The intelligence agents watching thought nothing of the friendly greeting exchanged between two Middle Eastern men at Prague's Ruzyne airport in June 2000. Of the pair, one was under constant surveillance as a suspected organiser of terrorist operations. A diplomat in the Iraqi embassy, he had been the subject of a tip-off. They watched each time he left the embassy, heading to the headquarters of Radio Free Europe, the US government broadcaster. His interest in the building did not make sense, they reasoned – unless he was going to bomb it.

Like all meetings involving Ahmed Khalil Ibrahim Samir Al-Ani, his warm welcome to the smart, clean-cut Middle Eastern man at first aroused suspicion.

But Mohamed Atta appeared on no wanted list – and besides, he could not be the bomber of Radio Free Europe since he was only stopping off in Prague for 24 hours. Atta was booked on a flight to Newark. The Czech security agents could relax: this was not their man.

*Exercise*
Reproduce word for word the part of the Prague airport passage starting at "Like all meetings" and ending at "first aroused suspicion.". Rely only on the passage about the Prague airport meeting.

*Listed records*
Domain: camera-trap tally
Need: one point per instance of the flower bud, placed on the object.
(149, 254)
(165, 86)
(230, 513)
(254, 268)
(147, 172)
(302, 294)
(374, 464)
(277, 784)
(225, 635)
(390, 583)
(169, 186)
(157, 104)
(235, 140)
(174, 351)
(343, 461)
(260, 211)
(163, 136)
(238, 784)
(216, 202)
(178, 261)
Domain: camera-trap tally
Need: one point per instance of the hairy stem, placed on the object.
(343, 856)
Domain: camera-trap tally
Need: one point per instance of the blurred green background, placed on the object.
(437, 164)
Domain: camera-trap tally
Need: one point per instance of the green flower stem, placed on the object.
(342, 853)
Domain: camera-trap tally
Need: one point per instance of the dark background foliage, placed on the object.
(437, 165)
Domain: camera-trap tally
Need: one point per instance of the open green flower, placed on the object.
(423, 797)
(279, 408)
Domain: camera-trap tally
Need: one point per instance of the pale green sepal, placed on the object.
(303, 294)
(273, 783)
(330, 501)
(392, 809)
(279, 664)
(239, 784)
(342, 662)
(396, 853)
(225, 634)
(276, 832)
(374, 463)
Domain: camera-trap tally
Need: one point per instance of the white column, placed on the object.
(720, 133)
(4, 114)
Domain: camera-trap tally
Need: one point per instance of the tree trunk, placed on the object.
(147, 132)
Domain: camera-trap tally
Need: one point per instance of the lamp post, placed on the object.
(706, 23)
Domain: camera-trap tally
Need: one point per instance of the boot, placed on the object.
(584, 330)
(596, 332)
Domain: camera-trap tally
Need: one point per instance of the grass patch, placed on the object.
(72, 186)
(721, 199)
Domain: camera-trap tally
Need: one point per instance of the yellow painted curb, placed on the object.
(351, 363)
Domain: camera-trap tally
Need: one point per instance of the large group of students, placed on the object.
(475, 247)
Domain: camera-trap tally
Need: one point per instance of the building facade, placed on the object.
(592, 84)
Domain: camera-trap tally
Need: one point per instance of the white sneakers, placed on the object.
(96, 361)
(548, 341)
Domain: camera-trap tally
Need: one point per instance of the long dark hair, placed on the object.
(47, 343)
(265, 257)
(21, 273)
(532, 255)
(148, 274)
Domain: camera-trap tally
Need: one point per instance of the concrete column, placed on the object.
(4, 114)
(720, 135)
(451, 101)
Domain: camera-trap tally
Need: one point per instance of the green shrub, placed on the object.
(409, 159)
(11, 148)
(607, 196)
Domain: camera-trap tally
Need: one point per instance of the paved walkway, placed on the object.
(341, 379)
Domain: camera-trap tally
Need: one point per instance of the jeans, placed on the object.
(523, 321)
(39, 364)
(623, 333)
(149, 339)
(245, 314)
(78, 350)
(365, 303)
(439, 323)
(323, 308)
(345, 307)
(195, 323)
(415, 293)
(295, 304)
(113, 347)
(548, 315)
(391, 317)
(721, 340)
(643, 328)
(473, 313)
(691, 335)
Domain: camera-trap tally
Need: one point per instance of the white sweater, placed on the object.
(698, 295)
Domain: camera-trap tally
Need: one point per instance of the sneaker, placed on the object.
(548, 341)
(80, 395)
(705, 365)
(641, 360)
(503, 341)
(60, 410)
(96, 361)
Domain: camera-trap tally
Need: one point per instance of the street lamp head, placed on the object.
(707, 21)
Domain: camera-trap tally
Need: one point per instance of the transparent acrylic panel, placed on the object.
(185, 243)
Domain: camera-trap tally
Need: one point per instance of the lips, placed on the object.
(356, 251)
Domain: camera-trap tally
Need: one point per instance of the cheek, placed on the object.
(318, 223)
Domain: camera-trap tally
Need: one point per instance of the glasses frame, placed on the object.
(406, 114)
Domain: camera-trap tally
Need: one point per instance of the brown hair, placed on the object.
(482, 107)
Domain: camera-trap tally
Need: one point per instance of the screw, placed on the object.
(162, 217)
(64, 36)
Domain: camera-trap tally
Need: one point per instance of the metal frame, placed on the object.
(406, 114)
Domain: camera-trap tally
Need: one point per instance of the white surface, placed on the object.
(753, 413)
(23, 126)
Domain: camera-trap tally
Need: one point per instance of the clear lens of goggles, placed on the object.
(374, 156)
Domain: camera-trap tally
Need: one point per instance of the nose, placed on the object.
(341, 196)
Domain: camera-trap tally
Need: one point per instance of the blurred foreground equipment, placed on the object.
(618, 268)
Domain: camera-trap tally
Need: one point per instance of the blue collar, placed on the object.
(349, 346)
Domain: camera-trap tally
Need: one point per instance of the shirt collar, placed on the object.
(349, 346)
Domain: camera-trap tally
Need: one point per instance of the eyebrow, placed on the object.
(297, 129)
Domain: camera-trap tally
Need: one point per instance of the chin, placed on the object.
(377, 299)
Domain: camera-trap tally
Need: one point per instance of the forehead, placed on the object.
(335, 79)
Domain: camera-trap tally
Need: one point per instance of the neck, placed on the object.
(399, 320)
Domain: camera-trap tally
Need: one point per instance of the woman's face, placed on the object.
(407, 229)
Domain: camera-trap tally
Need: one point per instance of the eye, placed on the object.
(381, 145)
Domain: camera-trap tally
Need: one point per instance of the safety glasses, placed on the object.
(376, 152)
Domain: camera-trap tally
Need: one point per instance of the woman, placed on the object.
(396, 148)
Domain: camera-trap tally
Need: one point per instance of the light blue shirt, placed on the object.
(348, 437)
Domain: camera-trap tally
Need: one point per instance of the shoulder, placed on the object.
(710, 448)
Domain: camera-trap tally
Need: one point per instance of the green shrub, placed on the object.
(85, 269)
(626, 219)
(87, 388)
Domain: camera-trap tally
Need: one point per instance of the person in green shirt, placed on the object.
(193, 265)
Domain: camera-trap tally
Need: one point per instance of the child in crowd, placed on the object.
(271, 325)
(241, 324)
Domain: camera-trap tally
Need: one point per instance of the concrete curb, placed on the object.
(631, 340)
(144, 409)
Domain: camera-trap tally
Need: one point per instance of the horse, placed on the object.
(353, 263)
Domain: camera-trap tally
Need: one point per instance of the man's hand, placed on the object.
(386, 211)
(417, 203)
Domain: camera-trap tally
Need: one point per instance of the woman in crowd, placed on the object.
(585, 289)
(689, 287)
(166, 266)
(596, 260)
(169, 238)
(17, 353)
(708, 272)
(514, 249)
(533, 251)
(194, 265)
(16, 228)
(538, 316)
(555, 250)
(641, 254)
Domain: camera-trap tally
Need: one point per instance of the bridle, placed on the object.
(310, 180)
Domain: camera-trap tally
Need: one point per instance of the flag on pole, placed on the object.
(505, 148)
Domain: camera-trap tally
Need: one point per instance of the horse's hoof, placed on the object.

*Problem solution*
Like all meetings involving Ahmed Khalil Ibrahim Samir Al-Ani, his warm welcome to the smart, clean-cut Middle Eastern man at first aroused suspicion.